■ **SOURCE PASSAGE**
Assisted dying: Wife begged nurse to 'end it'

Warwick Jackson has short grey hair. He is wearing a navy blue zip-up jumper with a blue striped shirt underneath. He is standing in front of a blue tiled wall and a wooden shelf.
Image caption,

Warwick Jackson is in favour of legalising assisted dying

  • Published

"There was nothing to be gained by Ann being alive in those last four days."

Struggling to breathe, Ann Jackson begged her palliative care nurse to end it for her, her husband Warwick Jackson, from Bridgnorth in Shropshire, said.

Mr Jackson said he would continue to campaign to legalise assisted dying, even if it is not backed by MPs in Friday's vote.

The issue is a complex and dividing one - campaigners for assisted dying welcome the plans, but critics have expressed serious concerns about the impact on vulnerable people and any possible future expansions of a would-be law.

Mrs Jackson was diagnosed with stage 4 peritoneal cancer, external in 2020. Her husband said she faced a slow and agonising death and that her palliative care could not prevent "slow suffocation".

Preparations were made for Ann to die at home, where Mr Jackson said she "begged" her palliative care nurse to "end it for her".

He said she "struggled for breath" in her final few days.

Image source, Warwick Jackson
Image caption,

Ann Jackson died at home, after being diagnosed with stage 4 peritoneal cancer

"That stress and that knowledge that she knew how she was going to die, she was going to suffocate, that stress was on top of the stress of dying.

"There was nothing to be gained by Ann being alive in those last four days. She wanted to be out of it, and it was traumatic, because you can’t unsee things that you’ve seen."

Whatever the result of the vote, Mr Jackson said he had been encouraged by the conversation.

"A lot of people are now engaging and it's great that we’re now talking about this, it shouldn't be allowed to go on," he said.

Image caption,

Dr Nadia Khan opposes the bill, over safety and coercion concerns

Dr Nadia Khan, a consultant in palliative medicine in the West Midlands, said she had concerns about coercion and safety.

"It is going to be near-on impossible to have a bill of this nature that will completely eradicate the risk for people to be coerced into assisted dying," she said.

"Coercion comes in many forms, it's not just by having someone saying externally to you that you must undertake assisted dying or any other decision.

"You'll have two doctors that are acting as safeguards, but the bill itself doesn't go into any detail about the type of training that is required."

Improvements needed to be made to the palliative care system, she said.

■ **GIVEN RECORDS**

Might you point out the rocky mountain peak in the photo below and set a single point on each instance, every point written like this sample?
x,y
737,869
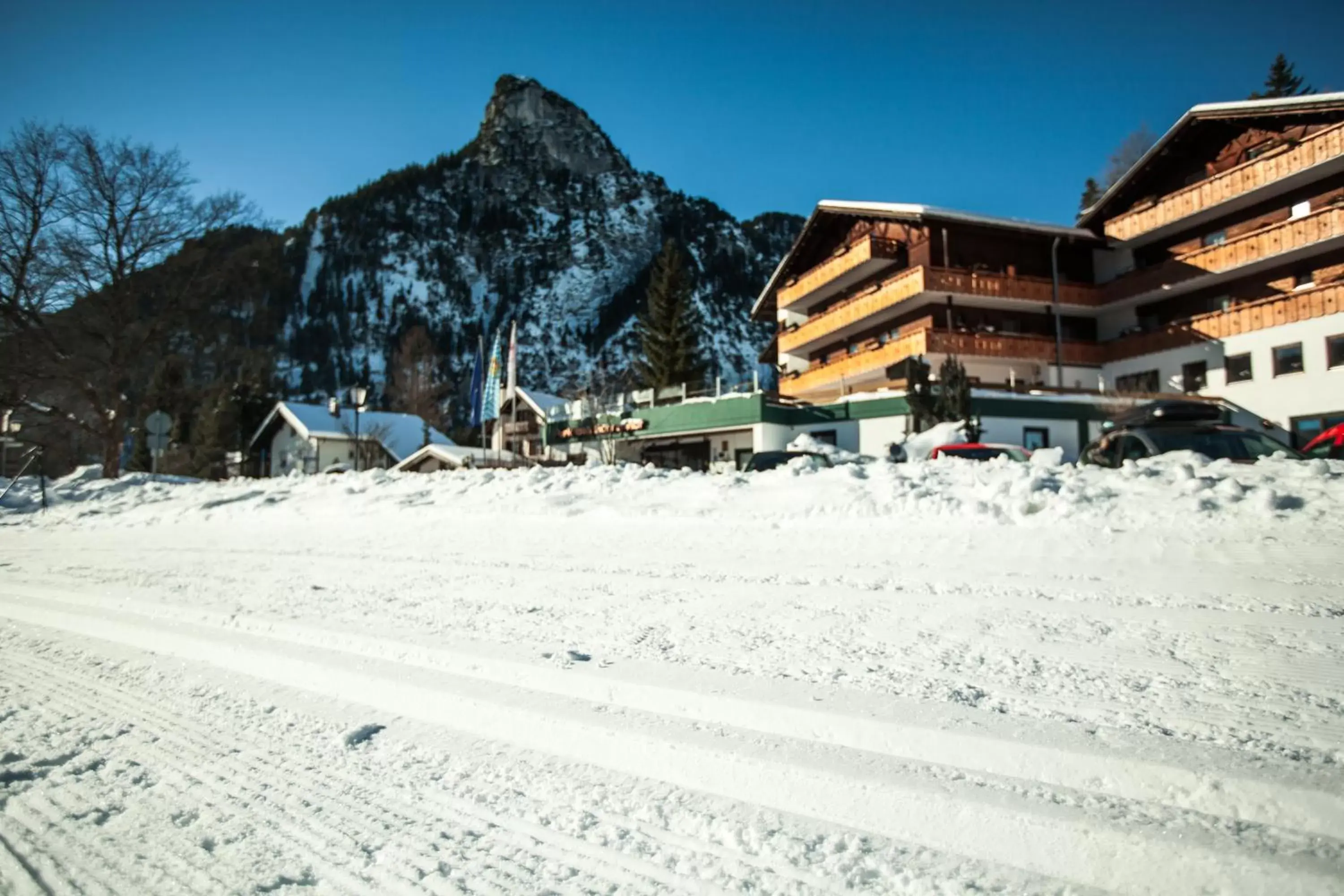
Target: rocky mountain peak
x,y
526,124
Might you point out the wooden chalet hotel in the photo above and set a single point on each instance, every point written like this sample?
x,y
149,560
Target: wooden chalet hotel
x,y
1214,267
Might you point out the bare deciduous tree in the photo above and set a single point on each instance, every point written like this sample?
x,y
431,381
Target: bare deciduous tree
x,y
90,218
414,385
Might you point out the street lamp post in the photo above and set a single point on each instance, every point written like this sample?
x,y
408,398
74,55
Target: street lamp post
x,y
358,394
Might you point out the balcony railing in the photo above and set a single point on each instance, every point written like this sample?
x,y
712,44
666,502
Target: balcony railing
x,y
1276,311
857,308
863,256
1038,289
1031,349
913,281
1232,183
853,366
877,357
1268,241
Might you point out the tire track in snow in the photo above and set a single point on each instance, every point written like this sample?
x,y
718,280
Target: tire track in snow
x,y
1187,789
1041,839
334,801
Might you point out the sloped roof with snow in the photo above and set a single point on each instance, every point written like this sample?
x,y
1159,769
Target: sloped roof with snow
x,y
456,454
1213,112
401,435
906,211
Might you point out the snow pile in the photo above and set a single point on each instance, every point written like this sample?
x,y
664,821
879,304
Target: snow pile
x,y
1179,488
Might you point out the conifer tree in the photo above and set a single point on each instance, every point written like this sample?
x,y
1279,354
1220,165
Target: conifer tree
x,y
1283,81
953,401
1092,193
668,328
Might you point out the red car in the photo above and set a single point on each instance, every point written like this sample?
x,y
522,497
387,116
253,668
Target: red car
x,y
982,452
1328,444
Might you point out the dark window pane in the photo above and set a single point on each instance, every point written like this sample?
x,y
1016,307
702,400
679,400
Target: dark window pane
x,y
1288,359
1238,369
1195,375
1335,351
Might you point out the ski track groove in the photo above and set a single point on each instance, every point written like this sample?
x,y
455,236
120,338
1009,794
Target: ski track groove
x,y
518,837
306,843
287,632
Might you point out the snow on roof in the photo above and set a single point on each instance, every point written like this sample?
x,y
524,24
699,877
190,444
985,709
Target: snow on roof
x,y
913,211
401,435
917,210
1213,111
455,454
541,402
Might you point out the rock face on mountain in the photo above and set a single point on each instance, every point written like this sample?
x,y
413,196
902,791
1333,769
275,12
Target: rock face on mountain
x,y
538,220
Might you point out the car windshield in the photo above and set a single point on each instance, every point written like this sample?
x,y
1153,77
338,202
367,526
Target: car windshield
x,y
979,453
1237,445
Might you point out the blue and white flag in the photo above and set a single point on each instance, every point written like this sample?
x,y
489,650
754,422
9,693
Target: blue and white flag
x,y
491,397
478,382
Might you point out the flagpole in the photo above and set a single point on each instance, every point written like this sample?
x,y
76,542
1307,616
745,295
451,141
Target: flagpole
x,y
513,381
480,400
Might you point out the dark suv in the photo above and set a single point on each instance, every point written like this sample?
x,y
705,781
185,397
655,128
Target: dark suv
x,y
1179,426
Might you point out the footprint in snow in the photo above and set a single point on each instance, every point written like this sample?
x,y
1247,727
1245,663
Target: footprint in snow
x,y
361,735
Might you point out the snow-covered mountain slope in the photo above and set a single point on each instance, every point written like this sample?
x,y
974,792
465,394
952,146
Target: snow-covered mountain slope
x,y
539,218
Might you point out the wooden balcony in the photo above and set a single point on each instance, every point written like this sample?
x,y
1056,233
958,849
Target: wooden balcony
x,y
1273,166
1268,241
865,365
991,285
913,281
847,267
858,308
1029,349
1245,319
870,363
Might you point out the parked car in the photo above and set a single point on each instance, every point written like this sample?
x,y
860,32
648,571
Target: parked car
x,y
1179,426
1328,444
982,452
769,460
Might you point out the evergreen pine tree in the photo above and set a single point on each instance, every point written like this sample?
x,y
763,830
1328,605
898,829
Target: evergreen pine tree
x,y
1283,81
1092,193
920,396
953,402
668,328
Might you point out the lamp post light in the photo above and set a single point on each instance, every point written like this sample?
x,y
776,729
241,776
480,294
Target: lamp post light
x,y
358,396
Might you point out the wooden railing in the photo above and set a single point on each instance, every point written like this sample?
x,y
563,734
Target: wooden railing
x,y
879,357
1234,182
857,308
1268,241
1245,319
849,367
913,281
844,261
1038,289
1034,349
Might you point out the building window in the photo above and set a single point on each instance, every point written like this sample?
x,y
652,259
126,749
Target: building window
x,y
1194,377
1288,359
1238,369
1142,382
1335,351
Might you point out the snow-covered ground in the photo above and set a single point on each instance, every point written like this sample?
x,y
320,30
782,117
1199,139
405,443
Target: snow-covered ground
x,y
935,677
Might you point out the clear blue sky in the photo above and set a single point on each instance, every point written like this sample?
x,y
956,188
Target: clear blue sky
x,y
1000,108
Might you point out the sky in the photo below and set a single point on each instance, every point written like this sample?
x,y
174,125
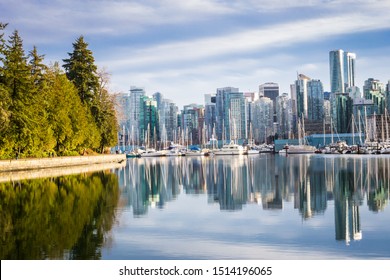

■ **EXERCISE INSTRUCTIONS**
[1] Name every person the article on assisted dying identifies by name.
[2] Retype the stretch of the article on assisted dying from "Struggling to breathe, Ann" through "in Friday's vote.", word for word.
The items are separate material from the article on assisted dying.

■ **TASK-BY-TASK RESULTS**
[1] Warwick Jackson, Ann Jackson, Nadia Khan

[2]
Struggling to breathe, Ann Jackson begged her palliative care nurse to end it for her, her husband Warwick Jackson, from Bridgnorth in Shropshire, said.

Mr Jackson said he would continue to campaign to legalise assisted dying, even if it is not backed by MPs in Friday's vote.